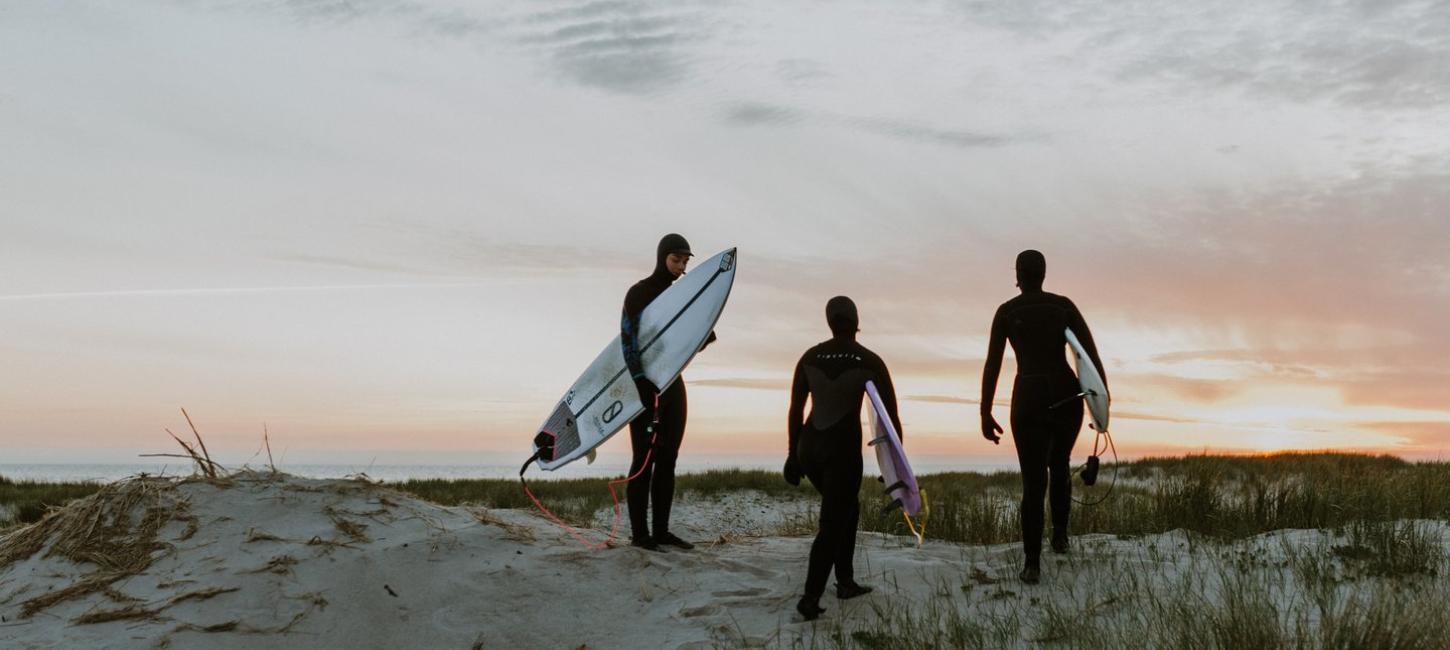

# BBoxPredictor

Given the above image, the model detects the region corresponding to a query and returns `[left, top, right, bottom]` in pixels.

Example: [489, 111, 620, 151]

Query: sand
[0, 474, 1443, 649]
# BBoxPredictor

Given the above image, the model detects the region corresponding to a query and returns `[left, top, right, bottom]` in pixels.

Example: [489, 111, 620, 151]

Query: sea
[0, 456, 1015, 483]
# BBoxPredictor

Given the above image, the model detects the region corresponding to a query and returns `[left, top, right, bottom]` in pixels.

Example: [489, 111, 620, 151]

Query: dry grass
[0, 477, 194, 618]
[71, 605, 160, 625]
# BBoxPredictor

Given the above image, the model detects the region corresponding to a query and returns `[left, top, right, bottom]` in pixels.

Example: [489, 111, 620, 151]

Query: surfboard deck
[866, 382, 921, 517]
[1063, 328, 1112, 431]
[534, 248, 737, 470]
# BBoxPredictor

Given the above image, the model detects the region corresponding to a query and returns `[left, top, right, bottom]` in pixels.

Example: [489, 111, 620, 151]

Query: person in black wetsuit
[784, 296, 902, 621]
[619, 234, 715, 551]
[982, 251, 1108, 585]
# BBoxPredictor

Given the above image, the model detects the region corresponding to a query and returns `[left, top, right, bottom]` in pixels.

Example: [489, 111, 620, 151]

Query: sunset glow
[0, 0, 1450, 472]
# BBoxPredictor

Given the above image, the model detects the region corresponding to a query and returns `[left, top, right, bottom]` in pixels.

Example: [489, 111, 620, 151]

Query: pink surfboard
[866, 382, 921, 517]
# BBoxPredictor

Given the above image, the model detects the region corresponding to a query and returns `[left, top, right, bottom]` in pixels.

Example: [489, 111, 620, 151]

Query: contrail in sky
[0, 283, 483, 302]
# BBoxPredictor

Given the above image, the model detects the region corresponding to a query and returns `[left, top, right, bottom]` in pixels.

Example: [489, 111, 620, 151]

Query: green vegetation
[8, 454, 1450, 542]
[0, 476, 102, 528]
[861, 454, 1450, 544]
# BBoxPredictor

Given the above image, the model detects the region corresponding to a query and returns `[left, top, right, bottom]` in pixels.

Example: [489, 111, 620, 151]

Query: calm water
[0, 456, 1015, 482]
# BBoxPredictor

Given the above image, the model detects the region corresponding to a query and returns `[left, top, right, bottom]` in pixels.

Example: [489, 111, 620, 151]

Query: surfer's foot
[796, 596, 825, 621]
[835, 580, 871, 601]
[629, 535, 664, 553]
[654, 532, 695, 550]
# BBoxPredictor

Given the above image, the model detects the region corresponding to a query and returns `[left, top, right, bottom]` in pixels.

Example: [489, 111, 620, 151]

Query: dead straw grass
[0, 477, 194, 618]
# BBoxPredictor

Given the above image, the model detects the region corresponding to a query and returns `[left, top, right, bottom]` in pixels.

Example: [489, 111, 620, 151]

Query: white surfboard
[1063, 328, 1111, 431]
[534, 248, 735, 470]
[866, 382, 921, 517]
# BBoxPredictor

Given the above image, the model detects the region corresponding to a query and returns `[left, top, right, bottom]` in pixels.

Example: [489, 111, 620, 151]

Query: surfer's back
[992, 292, 1083, 374]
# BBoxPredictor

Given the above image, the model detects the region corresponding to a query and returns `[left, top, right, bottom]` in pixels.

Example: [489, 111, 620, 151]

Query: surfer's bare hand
[982, 414, 1002, 444]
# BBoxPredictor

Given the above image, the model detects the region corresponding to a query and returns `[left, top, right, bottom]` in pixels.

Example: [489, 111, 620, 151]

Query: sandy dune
[0, 474, 1443, 649]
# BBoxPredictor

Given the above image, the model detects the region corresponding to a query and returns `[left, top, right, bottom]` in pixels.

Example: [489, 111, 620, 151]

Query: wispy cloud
[722, 102, 1026, 148]
[690, 377, 790, 393]
[0, 283, 480, 302]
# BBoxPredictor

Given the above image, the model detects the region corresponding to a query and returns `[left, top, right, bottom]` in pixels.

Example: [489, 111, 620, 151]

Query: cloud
[519, 0, 709, 94]
[689, 377, 790, 393]
[1357, 421, 1450, 448]
[724, 102, 1043, 148]
[957, 0, 1450, 109]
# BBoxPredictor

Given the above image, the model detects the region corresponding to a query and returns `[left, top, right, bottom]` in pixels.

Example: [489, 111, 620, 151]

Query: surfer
[784, 296, 902, 621]
[619, 234, 715, 551]
[982, 250, 1108, 585]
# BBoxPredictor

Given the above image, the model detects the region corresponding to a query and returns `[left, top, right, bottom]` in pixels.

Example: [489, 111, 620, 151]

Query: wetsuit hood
[654, 232, 695, 281]
[1016, 248, 1047, 292]
[825, 296, 861, 340]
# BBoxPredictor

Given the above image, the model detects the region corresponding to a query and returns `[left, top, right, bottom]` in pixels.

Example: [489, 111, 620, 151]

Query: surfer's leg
[1012, 426, 1047, 564]
[625, 411, 654, 541]
[832, 461, 861, 585]
[1048, 408, 1083, 548]
[650, 379, 689, 546]
[802, 458, 835, 602]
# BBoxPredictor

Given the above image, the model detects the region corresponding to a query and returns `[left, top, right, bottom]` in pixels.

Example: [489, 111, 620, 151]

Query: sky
[0, 0, 1450, 472]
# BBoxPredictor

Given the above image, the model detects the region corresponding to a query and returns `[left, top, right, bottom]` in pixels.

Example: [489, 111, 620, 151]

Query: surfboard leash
[902, 490, 931, 548]
[519, 393, 660, 551]
[1072, 429, 1118, 505]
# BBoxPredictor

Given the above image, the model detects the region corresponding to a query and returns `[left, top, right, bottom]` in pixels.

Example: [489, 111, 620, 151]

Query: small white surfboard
[1063, 328, 1111, 431]
[534, 248, 735, 470]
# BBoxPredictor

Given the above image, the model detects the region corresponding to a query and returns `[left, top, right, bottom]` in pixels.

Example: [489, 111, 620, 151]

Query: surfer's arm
[786, 363, 811, 457]
[982, 309, 1006, 415]
[1067, 300, 1108, 387]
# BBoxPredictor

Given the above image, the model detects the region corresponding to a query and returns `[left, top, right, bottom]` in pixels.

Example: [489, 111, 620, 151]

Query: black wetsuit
[619, 235, 715, 540]
[982, 290, 1108, 561]
[789, 338, 902, 599]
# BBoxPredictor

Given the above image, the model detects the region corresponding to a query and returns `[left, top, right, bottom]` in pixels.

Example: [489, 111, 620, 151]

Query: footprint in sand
[721, 560, 784, 579]
[680, 605, 725, 618]
[711, 588, 770, 598]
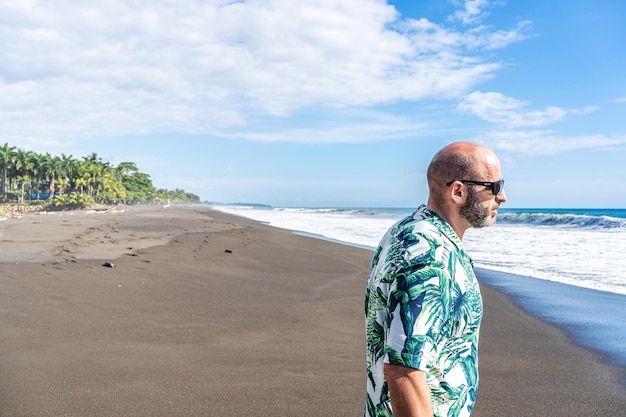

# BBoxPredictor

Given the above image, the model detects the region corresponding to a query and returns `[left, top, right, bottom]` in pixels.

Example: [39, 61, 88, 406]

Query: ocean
[213, 205, 626, 295]
[211, 204, 626, 366]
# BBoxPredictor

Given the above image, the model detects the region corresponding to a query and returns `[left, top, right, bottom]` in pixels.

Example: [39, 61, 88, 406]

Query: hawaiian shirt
[365, 205, 482, 417]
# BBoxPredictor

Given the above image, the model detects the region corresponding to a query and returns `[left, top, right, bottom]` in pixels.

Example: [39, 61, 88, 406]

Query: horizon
[0, 0, 626, 209]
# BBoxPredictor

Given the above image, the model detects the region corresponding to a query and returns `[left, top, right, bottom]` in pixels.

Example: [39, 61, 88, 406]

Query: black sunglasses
[446, 180, 504, 195]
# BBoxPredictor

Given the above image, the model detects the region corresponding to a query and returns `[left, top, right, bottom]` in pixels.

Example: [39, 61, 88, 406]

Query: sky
[0, 0, 626, 208]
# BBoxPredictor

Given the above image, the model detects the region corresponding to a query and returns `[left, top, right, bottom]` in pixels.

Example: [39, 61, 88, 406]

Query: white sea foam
[214, 206, 626, 294]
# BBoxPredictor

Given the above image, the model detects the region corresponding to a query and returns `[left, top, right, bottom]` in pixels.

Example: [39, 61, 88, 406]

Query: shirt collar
[417, 204, 463, 250]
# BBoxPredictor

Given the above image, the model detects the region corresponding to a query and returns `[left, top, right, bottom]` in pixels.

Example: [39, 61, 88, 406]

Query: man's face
[461, 184, 500, 227]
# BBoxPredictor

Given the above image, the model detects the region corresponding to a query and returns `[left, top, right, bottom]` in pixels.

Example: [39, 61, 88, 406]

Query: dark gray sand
[0, 207, 626, 417]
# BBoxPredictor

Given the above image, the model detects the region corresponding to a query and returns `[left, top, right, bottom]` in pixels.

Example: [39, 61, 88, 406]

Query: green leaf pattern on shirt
[365, 206, 482, 417]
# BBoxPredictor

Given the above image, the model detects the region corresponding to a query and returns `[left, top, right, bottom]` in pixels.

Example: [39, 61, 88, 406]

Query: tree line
[0, 143, 200, 207]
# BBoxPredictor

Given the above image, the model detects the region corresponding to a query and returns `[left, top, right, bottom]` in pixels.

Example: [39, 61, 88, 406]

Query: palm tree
[0, 143, 15, 200]
[30, 152, 46, 200]
[44, 153, 62, 200]
[13, 149, 33, 203]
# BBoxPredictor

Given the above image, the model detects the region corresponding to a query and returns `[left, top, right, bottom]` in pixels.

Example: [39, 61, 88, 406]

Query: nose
[496, 190, 506, 203]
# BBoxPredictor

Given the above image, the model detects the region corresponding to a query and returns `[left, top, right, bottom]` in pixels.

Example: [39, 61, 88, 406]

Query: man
[365, 142, 506, 417]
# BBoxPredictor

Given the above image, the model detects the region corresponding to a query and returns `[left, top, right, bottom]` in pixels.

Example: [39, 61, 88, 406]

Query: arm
[384, 363, 433, 417]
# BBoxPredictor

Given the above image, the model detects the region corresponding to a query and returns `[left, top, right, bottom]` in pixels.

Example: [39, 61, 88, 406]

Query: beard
[461, 187, 496, 227]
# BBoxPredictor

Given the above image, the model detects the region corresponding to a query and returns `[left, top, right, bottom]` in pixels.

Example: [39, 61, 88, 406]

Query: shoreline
[0, 206, 626, 417]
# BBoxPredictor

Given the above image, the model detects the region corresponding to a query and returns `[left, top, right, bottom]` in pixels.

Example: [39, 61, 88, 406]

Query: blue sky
[0, 0, 626, 208]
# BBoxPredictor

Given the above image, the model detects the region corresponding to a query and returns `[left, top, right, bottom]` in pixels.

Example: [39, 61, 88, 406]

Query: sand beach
[0, 206, 626, 417]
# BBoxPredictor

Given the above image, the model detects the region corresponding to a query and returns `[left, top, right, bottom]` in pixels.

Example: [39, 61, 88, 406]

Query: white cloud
[452, 0, 491, 24]
[477, 130, 626, 155]
[0, 0, 525, 141]
[457, 91, 594, 127]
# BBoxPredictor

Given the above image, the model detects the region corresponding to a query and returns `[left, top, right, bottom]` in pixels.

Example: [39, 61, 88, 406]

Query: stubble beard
[461, 187, 496, 228]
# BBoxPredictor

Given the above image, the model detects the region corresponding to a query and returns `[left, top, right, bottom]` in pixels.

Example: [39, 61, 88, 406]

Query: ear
[448, 181, 467, 206]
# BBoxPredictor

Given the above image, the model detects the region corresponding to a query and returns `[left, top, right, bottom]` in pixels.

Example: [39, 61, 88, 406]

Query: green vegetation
[0, 143, 200, 208]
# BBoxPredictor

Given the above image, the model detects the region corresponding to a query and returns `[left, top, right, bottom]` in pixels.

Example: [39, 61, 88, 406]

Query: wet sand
[0, 207, 626, 417]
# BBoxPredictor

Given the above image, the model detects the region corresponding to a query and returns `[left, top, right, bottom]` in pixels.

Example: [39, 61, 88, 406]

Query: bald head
[427, 142, 500, 200]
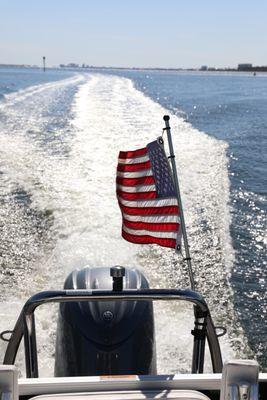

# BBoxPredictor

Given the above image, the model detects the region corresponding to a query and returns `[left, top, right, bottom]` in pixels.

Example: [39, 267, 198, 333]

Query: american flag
[116, 138, 181, 250]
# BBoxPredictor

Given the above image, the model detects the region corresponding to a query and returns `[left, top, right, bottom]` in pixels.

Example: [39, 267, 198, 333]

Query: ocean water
[0, 68, 267, 375]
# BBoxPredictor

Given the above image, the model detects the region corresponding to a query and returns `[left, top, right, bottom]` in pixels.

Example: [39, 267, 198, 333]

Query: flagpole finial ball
[110, 265, 125, 278]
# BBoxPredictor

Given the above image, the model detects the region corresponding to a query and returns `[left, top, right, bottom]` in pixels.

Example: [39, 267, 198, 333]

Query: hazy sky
[0, 0, 267, 67]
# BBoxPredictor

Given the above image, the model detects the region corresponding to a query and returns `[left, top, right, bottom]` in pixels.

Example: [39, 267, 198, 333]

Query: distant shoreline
[0, 64, 267, 73]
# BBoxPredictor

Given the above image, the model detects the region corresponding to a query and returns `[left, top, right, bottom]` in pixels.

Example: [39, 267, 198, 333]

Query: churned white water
[0, 74, 249, 376]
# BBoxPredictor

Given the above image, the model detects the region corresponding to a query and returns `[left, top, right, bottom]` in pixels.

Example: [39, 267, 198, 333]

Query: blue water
[0, 68, 267, 369]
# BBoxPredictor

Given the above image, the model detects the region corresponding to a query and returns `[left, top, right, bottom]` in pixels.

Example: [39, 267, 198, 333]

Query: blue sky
[0, 0, 267, 68]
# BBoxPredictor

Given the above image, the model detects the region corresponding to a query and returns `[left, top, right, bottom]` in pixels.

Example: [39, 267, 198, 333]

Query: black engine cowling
[55, 268, 156, 376]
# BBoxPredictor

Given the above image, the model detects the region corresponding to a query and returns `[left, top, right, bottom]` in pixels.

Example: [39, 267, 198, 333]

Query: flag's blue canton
[147, 140, 176, 198]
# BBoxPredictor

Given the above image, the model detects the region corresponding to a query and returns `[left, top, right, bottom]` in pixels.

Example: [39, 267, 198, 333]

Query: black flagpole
[163, 115, 195, 290]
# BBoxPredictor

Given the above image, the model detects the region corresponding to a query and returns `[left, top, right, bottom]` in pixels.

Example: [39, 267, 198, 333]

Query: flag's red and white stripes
[116, 147, 180, 248]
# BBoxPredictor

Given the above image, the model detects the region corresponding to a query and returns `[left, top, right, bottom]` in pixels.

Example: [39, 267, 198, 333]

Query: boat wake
[0, 74, 252, 375]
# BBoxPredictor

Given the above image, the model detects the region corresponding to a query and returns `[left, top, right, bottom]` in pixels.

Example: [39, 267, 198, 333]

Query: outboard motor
[55, 267, 156, 376]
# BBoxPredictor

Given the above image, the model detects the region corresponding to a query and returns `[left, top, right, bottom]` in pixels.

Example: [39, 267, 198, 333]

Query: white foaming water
[0, 74, 248, 375]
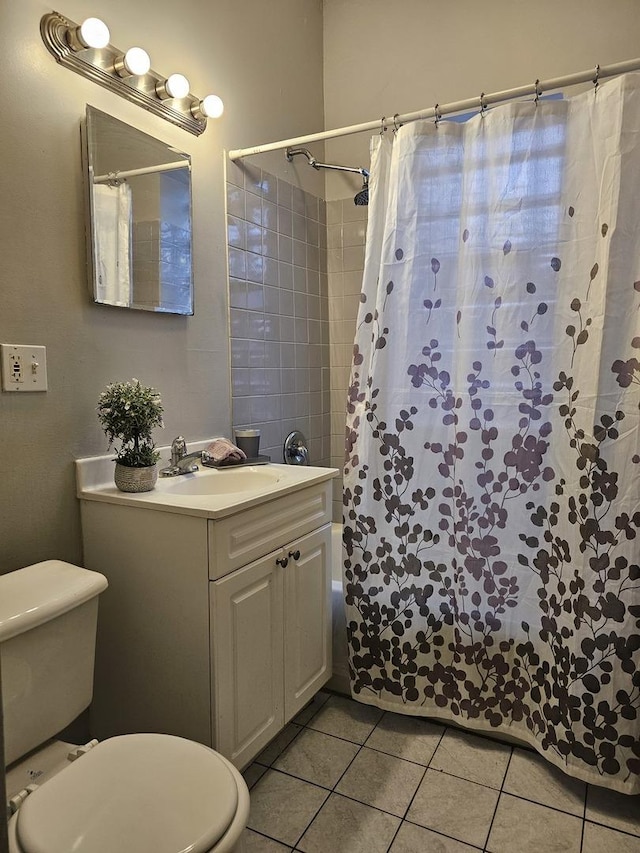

───

Exercise description:
Reproduce, word for word, everything from the start of the entries down to the line containing "[982, 251, 1108, 585]", including both ends. Leave the pictures out of your answer.

The solution:
# BBoxPredictor

Given the above image, the model detects the region corresponding to a query and returns `[left, top, right, bottom]` in pixels.

Example: [489, 111, 620, 151]

Query: sand
[0, 474, 1443, 649]
# BBoxPredictor

Given the above image, the model detects the region corresponding to a query and returns `[left, top, right, bottom]` in pixels.

Example: [489, 111, 620, 151]

Query: sea
[0, 456, 1015, 483]
# BBoxPredictor

Given the above image, the model detects the region corresponding to a query and returns `[left, top, right, bottom]` in pixels.

Example: [489, 111, 620, 151]

Query: dry grass
[0, 477, 194, 618]
[71, 605, 160, 625]
# BBoxPredictor

Given the above image, the model detects the region corresponding to a query and returns `[left, top, right, bottom]` in pixels.

Example: [489, 111, 620, 151]

Query: surfboard deck
[866, 382, 921, 517]
[1063, 328, 1112, 431]
[534, 248, 737, 470]
# BBoxPredictor

Given the above image, the model detects the region corresponding to a query and returns `[left, top, right, bottom]` in pixels.

Example: [489, 111, 620, 151]

Query: person in black wetsuit
[784, 296, 902, 621]
[619, 234, 715, 551]
[982, 251, 1108, 585]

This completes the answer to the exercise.